*EXERCISE DIRECTIONS*: Rewrite the items from the line containing "cart wheel visible in the image above." through the line containing "[90,153,129,182]", inclusive, keeping each request as it is and increasing every box coordinate in the answers by 65.
========================================
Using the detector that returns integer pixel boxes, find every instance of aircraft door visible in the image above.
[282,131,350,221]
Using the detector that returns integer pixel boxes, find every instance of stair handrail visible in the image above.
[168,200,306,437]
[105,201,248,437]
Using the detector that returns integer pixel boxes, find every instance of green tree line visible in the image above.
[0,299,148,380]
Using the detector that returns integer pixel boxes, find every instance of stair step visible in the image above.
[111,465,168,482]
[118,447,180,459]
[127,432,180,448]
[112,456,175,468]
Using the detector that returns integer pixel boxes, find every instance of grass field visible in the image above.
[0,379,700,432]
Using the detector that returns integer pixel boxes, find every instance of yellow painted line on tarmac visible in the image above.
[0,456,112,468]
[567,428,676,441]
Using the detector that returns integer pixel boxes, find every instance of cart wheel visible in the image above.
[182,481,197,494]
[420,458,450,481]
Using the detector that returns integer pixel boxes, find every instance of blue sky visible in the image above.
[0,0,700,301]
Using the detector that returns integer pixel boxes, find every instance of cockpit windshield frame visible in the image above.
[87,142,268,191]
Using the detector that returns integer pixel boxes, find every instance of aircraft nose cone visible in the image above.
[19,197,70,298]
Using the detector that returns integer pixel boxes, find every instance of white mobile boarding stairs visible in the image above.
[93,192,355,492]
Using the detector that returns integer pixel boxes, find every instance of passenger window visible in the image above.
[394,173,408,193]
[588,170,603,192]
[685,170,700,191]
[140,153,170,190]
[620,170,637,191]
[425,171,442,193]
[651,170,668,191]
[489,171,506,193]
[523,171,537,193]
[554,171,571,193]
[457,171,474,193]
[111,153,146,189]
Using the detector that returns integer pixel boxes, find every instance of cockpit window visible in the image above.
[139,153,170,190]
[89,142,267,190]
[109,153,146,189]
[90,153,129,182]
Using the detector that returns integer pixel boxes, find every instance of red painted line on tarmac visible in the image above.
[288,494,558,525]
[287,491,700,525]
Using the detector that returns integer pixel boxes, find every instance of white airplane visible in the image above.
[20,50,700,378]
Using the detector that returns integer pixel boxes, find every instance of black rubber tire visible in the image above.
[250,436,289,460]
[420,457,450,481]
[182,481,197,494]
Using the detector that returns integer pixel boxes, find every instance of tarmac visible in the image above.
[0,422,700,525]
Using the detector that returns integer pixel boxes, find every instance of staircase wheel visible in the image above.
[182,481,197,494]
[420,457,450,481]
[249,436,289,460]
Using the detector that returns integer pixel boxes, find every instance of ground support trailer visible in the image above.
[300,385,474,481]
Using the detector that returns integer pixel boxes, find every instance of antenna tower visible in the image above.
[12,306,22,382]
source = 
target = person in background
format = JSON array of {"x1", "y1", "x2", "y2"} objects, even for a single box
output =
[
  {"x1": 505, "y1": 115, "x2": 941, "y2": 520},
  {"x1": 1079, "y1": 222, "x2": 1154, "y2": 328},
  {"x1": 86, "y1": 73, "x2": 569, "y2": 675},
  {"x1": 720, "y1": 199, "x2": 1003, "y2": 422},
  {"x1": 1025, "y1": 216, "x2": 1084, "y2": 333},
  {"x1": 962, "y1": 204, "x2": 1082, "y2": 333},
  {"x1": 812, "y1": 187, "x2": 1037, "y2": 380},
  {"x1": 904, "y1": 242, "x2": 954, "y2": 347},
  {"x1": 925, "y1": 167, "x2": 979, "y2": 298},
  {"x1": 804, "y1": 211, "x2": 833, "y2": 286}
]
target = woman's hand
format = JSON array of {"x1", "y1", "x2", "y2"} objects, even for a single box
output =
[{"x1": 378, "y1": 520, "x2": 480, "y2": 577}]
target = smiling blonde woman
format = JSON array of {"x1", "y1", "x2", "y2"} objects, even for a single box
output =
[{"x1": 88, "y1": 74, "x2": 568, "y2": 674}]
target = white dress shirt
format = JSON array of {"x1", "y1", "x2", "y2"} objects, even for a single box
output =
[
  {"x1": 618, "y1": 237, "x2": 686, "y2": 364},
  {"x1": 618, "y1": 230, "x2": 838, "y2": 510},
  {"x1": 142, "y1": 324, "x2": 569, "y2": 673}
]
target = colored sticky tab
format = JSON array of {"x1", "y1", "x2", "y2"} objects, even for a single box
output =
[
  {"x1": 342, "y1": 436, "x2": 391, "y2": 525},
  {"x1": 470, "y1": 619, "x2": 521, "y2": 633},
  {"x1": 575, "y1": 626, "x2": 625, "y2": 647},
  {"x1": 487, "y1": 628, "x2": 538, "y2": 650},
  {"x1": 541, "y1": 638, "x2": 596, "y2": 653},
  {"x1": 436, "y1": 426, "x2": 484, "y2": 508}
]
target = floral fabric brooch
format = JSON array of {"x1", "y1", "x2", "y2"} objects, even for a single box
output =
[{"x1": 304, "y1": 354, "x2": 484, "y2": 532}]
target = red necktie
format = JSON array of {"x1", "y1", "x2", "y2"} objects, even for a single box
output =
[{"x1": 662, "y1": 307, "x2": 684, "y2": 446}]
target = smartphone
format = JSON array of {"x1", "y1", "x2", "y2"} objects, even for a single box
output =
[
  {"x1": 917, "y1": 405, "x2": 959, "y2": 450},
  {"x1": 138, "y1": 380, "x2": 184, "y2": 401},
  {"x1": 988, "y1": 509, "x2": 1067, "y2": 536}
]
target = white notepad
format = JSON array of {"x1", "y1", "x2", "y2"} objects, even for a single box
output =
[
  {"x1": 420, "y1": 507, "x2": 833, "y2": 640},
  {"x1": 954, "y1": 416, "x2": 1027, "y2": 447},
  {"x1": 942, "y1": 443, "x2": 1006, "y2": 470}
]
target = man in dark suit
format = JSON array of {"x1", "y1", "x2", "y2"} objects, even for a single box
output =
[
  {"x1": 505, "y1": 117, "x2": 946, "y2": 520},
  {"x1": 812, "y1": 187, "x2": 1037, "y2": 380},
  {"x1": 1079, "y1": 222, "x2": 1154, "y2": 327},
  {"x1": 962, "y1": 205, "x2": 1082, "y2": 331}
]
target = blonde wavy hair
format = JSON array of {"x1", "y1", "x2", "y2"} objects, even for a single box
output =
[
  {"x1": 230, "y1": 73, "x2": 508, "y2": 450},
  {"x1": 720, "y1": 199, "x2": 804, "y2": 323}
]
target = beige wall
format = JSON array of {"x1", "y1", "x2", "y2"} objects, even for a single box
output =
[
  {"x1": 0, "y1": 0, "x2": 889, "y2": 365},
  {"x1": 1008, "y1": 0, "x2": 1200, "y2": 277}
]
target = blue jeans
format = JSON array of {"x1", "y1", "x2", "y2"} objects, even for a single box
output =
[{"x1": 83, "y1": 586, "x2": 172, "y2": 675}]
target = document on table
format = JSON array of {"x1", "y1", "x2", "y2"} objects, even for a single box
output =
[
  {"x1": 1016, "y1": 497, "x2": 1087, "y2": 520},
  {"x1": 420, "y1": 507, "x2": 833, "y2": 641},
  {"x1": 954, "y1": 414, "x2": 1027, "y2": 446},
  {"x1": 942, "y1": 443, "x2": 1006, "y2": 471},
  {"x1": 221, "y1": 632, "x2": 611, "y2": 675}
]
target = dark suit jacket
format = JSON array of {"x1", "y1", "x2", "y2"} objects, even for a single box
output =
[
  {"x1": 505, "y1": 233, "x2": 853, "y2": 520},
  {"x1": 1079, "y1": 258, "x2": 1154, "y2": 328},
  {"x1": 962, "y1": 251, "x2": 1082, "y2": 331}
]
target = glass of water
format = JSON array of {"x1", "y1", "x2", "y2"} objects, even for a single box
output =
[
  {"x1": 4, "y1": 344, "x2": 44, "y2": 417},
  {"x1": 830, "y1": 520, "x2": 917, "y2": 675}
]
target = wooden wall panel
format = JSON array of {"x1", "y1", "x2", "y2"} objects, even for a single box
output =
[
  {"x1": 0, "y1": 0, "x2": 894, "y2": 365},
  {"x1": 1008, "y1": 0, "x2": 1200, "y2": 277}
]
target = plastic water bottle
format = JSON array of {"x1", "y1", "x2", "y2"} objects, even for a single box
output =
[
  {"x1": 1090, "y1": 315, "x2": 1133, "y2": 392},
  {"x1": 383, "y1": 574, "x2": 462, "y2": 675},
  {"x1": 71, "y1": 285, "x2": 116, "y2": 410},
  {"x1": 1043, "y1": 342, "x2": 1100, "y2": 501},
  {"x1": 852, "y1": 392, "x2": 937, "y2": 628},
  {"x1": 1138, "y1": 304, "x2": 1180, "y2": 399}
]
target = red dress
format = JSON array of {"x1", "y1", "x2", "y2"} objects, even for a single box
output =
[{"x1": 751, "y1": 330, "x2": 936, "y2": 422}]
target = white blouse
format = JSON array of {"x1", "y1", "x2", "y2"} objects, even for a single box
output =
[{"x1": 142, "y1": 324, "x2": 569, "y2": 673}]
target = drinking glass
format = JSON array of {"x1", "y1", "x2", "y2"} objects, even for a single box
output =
========================================
*EXPECTED ANSWER*:
Using the detector that returns integer pixel boxes, find every instance of cart wheel visible in the image above.
[247,546,262,559]
[485,523,515,546]
Using the detector that returns integer pixel boxes, find every instance of blue sky visible in the image above.
[65,65,765,366]
Using the detector that returns integer pixel boxes, find every instance of cockpit windshield frame visible in the image above.
[152,207,333,256]
Using the detector that returns integer pixel boxes, find every instance of aircraft nose cone visible in the image above.
[84,262,135,363]
Using the detector that returns integer pixel boxes, find every instance of white mobile boarding stairs visible in the image above.
[158,257,420,557]
Using the detector that returns integer pixel boxes, find every instance of passenger window visible in the image above.
[459,238,473,258]
[653,235,668,257]
[750,235,765,256]
[205,218,235,255]
[685,235,702,256]
[490,236,507,258]
[716,235,733,256]
[554,236,571,258]
[588,236,602,258]
[619,236,636,258]
[522,236,539,258]
[176,218,211,254]
Using the detector that returns integer pixel boxes, find every instance of cockpit window visible in the image above.
[204,218,235,255]
[154,207,332,255]
[174,218,211,254]
[155,218,194,247]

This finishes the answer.